Text shown:
════════
Broken into five sections — government policies, political issues, economic issues, cultural issues, and legal issues — Dismantling America compares the political rhetoric politicians use to advance their policies on political issues to the realities of the same policies and issues. The book focuses on the Obama administration’s policies; however, Sowell does not simply seize upon the opportunity to criticize the Obama administration, he describes in detail how the administration’s policies have failed the American people, and provides solutions that are basic, common-sense approaches.
Needing Help From Government Help
According to Sowell, more often than not, the government can achieve more good for the American people by doing nothing. Similar sentiments were articulated by Sowell’s hero, President Ronald Reagan, when he said: “The government is not the solution to our problems. The government is the problem.”
Take, for example, the depression of 1920, one of which most Americans are unaware, since it was short-lived and solved without government intervention as the government allowed the free market to work itself out. After all, it always does, and when the free market bounced back from this depression, Americans experienced what became known as the “roaring twenties,” a period of great prosperity.
Now fast forward nearly a decade to the year 1929, when the stock market crashed. Despite the success of Harding’s economic policies, Hoover and Roosevelt believed they knew better, and rather than adopting similar policies, they attempted to end the depression through massive government regulation. Unfortunately, it is well established that the hands-on government policies of the Hoover and Roosevelt administrations helped to prolong the depression for over a decade, until it was finally “rescued” by a bloody war that did not begin for America until the year 1941.
Despite the lessons history has taught, however, the Obama administration continues to follow in the same footsteps of its progressive predecessors.
The economic policies of the Bush and Obama administrations have been disastrous, notes Sowell. In fact, it was government policies, he observes, that created the mortgage crisis that brought about America’s recession, not “corporate greed,” as politicians have asserted:
It was members of Congress (of both parties) who pushed the regulators, the banks and the mortgage-buying giants Fannie Mae and Freddie Mac into accepting risky mortgages, and in the name of “affordable housing” and more home ownership.
Political trickery, however, is necessary in order to distract the American people from the real antagonists, the politicians. Instead politicians offer the American people scapegoats in the form of “evil, greedy capitalists,” bankers, oil companies, and other “despicable” corporate interests.
Other government policies that have been harmful to the American people involve “bowing to world opinion,” he writes. According to Sowell, who has a somewhat expansive view of what America’s foreign policy should be, the Obama administration is repeating some of the same mistakes made by the Western democracies of the 1930s that allowed Adolf Hitler to rise to power virtually uncontested. He writes: “At the heart of those mistakes was trying to mollify your enemies by throwing your friends to the wolves. The Obama administration has already done that by reneging on this country’s commitment to put a missile defense shield in Eastern Europe and by its lackadaisical foot-dragging on doing anything serious to stop Iran from getting nuclear weapons. That means, for all practical purposes, throwing Israel to the wolves as well.”
════════
Information provided:
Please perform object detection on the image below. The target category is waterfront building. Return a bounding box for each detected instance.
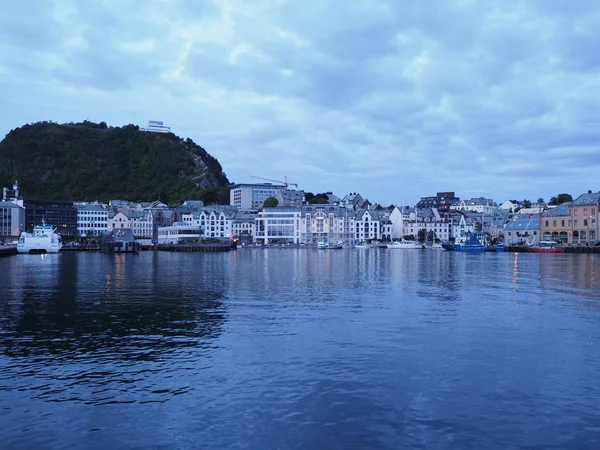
[414,208,452,242]
[157,222,203,245]
[0,181,25,243]
[124,210,154,239]
[354,209,392,242]
[142,120,171,133]
[254,207,302,244]
[541,191,600,245]
[450,197,498,216]
[229,183,286,212]
[416,192,460,212]
[275,189,304,208]
[569,191,600,245]
[0,201,25,242]
[300,204,355,245]
[75,202,109,236]
[178,205,237,238]
[498,200,521,213]
[23,197,77,238]
[106,211,131,231]
[503,214,540,245]
[540,202,573,244]
[340,192,369,211]
[231,213,258,245]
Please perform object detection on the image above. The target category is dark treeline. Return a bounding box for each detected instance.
[0,121,229,204]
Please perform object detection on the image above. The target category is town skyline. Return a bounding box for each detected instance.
════════
Task list:
• a. Translate this sentence from the book review into Spanish: "The economic policies of the Bush and Obama administrations have been disastrous, notes Sowell."
• b. Reproduce the stretch of the book review from "Broken into five" through "basic, common-sense approaches." word for word.
The rows have no role in this exercise.

The replies:
• a. Las políticas económicas de los gobiernos de Bush y Obama han sido desastrosas, señala Sowell.

• b.
Broken into five sections — government policies, political issues, economic issues, cultural issues, and legal issues — Dismantling America compares the political rhetoric politicians use to advance their policies on political issues to the realities of the same policies and issues. The book focuses on the Obama administration’s policies; however, Sowell does not simply seize upon the opportunity to criticize the Obama administration, he describes in detail how the administration’s policies have failed the American people, and provides solutions that are basic, common-sense approaches.